EXERCISE: Determine how many lines of the records contain the string "green", treating uppercase and lowercase letters as distinct. Give only that number.

(Dataset excerpts concerning object pointing)
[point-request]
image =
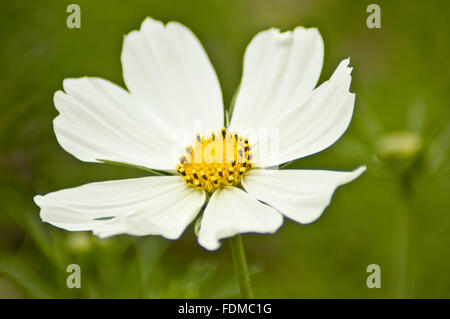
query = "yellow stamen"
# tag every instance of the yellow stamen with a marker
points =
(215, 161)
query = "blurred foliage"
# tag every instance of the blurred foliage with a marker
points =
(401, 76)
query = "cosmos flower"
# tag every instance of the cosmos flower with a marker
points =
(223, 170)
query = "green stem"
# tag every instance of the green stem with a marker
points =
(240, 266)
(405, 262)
...
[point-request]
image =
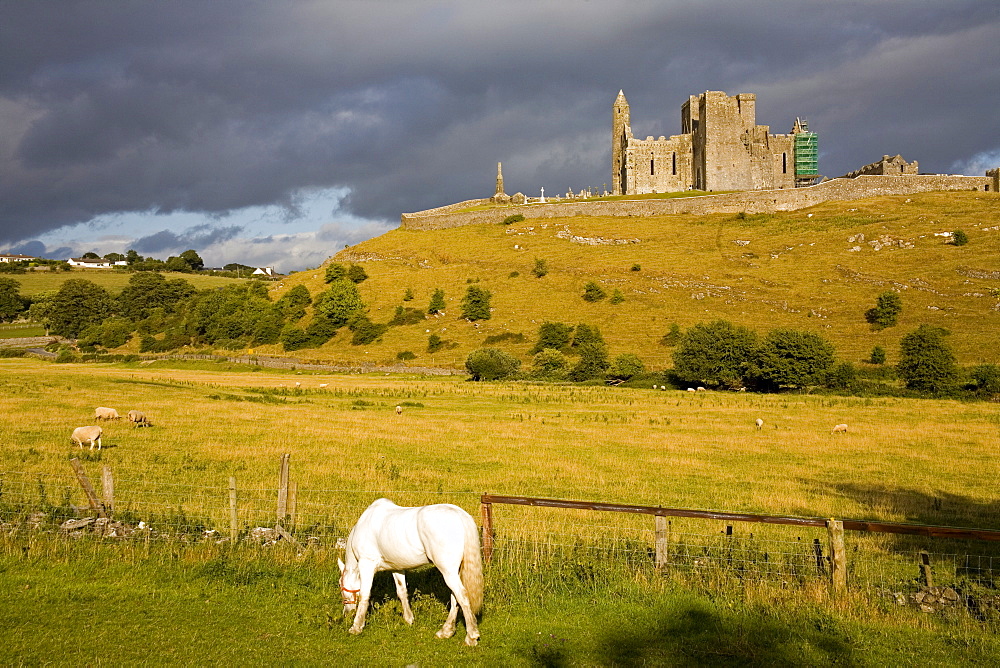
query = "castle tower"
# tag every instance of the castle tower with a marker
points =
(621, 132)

SOLVED EXERCISE: 2